=== Information supplied ===
┄┄┄┄┄┄

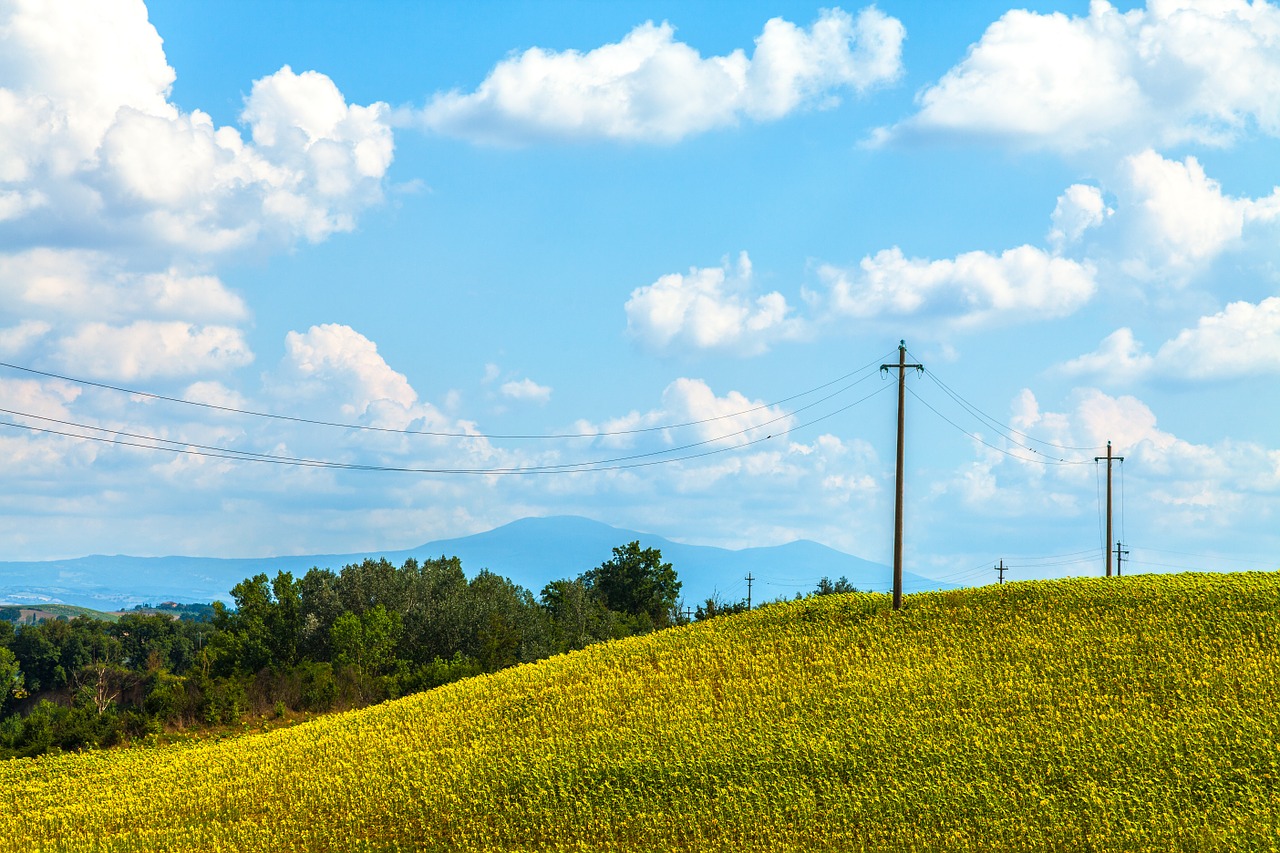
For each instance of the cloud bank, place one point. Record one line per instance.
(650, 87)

┄┄┄┄┄┄

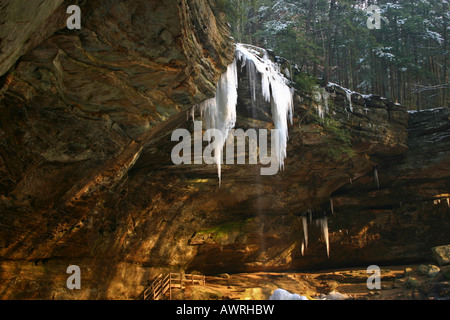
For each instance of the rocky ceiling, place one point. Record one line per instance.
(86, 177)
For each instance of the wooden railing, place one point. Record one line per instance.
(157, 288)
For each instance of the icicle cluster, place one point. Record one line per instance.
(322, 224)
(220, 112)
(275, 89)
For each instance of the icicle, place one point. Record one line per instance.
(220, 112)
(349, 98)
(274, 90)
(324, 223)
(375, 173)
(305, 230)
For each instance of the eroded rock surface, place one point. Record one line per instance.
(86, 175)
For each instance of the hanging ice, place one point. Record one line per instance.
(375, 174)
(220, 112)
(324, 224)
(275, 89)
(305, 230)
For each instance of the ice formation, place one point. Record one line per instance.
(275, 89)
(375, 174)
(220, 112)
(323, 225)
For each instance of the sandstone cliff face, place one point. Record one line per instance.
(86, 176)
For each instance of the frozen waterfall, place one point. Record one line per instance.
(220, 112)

┄┄┄┄┄┄

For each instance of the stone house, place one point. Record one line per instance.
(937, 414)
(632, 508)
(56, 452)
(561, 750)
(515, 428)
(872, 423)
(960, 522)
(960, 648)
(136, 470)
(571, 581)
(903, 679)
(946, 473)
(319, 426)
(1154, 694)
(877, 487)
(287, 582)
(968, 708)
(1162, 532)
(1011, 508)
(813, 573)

┄┄┄┄┄┄

=== What to do ===
Please find each line in the data above that contains the string "icicle" and copy those lines out in full. Treat the match as case-sensitive.

=== Answer ===
For each instance of the icicle cluster, place one point. Record one line per instance.
For each instance of the icicle, place one point. Record one line per instance.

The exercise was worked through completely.